== Segment start ==

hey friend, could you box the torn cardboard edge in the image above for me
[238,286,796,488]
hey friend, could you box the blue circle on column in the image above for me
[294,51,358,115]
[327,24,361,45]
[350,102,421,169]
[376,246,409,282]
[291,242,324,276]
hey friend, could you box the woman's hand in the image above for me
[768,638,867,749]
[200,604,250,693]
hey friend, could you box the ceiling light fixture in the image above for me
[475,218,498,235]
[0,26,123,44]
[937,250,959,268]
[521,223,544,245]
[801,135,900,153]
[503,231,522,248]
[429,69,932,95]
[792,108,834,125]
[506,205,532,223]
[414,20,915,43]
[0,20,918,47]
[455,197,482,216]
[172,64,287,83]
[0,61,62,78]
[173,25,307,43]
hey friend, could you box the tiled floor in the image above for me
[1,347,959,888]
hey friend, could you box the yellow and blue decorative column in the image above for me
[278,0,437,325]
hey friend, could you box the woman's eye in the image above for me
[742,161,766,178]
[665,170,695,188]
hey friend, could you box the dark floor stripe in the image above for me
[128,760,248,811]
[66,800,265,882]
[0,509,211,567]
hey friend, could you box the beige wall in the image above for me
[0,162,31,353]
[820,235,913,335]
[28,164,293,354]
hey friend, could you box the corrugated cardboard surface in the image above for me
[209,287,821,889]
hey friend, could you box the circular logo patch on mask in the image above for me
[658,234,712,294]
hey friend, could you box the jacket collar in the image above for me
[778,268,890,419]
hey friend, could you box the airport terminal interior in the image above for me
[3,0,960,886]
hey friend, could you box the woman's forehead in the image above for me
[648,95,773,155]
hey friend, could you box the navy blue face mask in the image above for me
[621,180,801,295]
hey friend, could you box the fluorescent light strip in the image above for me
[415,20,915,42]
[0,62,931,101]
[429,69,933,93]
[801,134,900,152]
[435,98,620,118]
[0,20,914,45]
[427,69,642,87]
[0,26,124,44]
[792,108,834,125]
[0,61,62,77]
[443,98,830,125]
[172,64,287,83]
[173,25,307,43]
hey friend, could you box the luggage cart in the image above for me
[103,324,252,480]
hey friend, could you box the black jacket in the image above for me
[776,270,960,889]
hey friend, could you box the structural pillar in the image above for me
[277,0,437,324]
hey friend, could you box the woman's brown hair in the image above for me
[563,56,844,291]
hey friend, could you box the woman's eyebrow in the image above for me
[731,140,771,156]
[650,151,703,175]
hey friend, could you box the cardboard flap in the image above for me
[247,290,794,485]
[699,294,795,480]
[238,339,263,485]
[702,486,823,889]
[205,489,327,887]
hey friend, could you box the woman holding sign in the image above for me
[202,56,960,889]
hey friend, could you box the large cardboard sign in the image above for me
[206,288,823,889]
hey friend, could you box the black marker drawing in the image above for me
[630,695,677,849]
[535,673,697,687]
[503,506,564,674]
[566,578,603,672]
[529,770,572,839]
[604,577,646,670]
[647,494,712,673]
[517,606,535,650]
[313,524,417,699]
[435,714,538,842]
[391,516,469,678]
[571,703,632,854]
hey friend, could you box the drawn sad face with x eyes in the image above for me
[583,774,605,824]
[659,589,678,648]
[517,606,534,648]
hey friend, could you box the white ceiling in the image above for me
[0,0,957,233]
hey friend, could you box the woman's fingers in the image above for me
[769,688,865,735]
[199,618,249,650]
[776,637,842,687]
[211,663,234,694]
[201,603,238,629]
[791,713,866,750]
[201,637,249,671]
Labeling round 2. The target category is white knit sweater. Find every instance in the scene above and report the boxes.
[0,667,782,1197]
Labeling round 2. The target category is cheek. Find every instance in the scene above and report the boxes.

== Segment end ==

--- Required work ---
Every entry should be transcribed exactly, with nothing omitted.

--- Solution to the exercise ---
hey friend, could you box the torn cardboard edge in the image above for me
[238,286,796,488]
hey friend, could you box the blue circle on column in the image above for me
[294,51,358,115]
[327,24,361,45]
[350,102,421,169]
[376,246,409,282]
[291,242,324,276]
hey friend, could you box the woman's hand in the image above for me
[768,638,867,749]
[200,604,250,693]
hey friend, could you box the ceiling light fixture in the image above for me
[475,218,498,235]
[0,26,123,44]
[937,250,959,268]
[521,223,544,245]
[801,135,900,153]
[503,231,522,248]
[429,69,932,95]
[792,108,834,125]
[506,205,532,223]
[414,20,915,43]
[0,20,918,47]
[455,197,482,216]
[172,64,287,83]
[0,61,62,78]
[173,25,307,43]
hey friend, could you box the tiled floor in the image above for me
[1,347,959,888]
hey friend, could you box the yellow and blue decorative column in the image above for me
[278,0,437,325]
hey friend, could you box the woman's eye in the image above for me
[742,161,766,178]
[665,170,695,188]
hey friend, could you box the dark floor stripe in the image above for me
[128,760,248,811]
[66,800,265,882]
[0,509,211,567]
hey friend, could you box the beige wall in the image above for me
[0,162,31,353]
[820,235,913,335]
[28,164,293,354]
hey friend, could you box the corrugated cardboard surface in the image above for me
[209,287,821,889]
hey friend, could you box the circular logo patch on mask in the image above for me
[658,234,712,294]
hey friend, could you box the jacket collar in the image above for me
[778,268,890,419]
hey friend, could you box the airport terminal interior in the image above for me
[3,0,960,886]
hey friend, could you box the woman's forehead in the image above for me
[648,95,773,155]
hey friend, could you box the navy blue face mask in the image above for me
[621,180,801,295]
hey friend, could you box the fluorescent light strip in the image above for me
[415,20,915,42]
[0,62,931,101]
[429,69,933,93]
[801,134,900,152]
[435,98,620,118]
[0,20,914,45]
[427,69,642,87]
[0,26,124,44]
[792,108,834,125]
[0,61,62,77]
[443,98,830,125]
[172,64,287,83]
[173,25,307,43]
hey friend, could you box the luggage cart in the image above for me
[103,324,252,480]
hey friend, could you box the black jacket in the image above for me
[776,270,960,889]
hey friend, could you box the structural pillar in the image above for me
[277,0,437,324]
hey friend, could you box the woman's brown hair in the image above for me
[563,56,844,291]
hey friend, could you box the woman's eyebrow in the image above for me
[731,140,771,156]
[650,151,703,175]
hey friend, could you box the cardboard flap in the image above for me
[247,290,794,485]
[699,294,795,480]
[238,339,263,485]
[702,486,823,889]
[205,489,327,887]
hey friend, could you box the woman holding sign in the image above for me
[202,56,960,889]
hey friend, could you box the large cardboard sign in the image above for me
[206,288,823,889]
hey friend, could you box the black marker drawing in the image above for me
[630,695,677,849]
[535,673,697,687]
[503,506,564,674]
[566,578,603,672]
[529,770,572,839]
[604,577,646,670]
[647,494,712,673]
[517,606,535,650]
[313,524,417,699]
[435,714,538,842]
[391,516,469,678]
[571,703,632,854]
hey friend, could you box the drawn sad face with x eyes in the image above for me
[583,774,605,824]
[659,589,678,648]
[517,606,534,648]
hey friend, could you box the white ceiling in the image above for me
[0,0,957,233]
hey friend, could you box the woman's fingers in the image above for me
[769,688,865,735]
[199,618,249,650]
[776,637,842,687]
[211,663,234,694]
[201,603,238,629]
[791,713,866,750]
[201,637,249,671]
Labeling round 2. The target category is white knit sweater. Find every instance in the scene above and report the boxes.
[0,667,782,1197]
Labeling round 2. The target category is cheek. Find every instance in the scene above and report the boxes.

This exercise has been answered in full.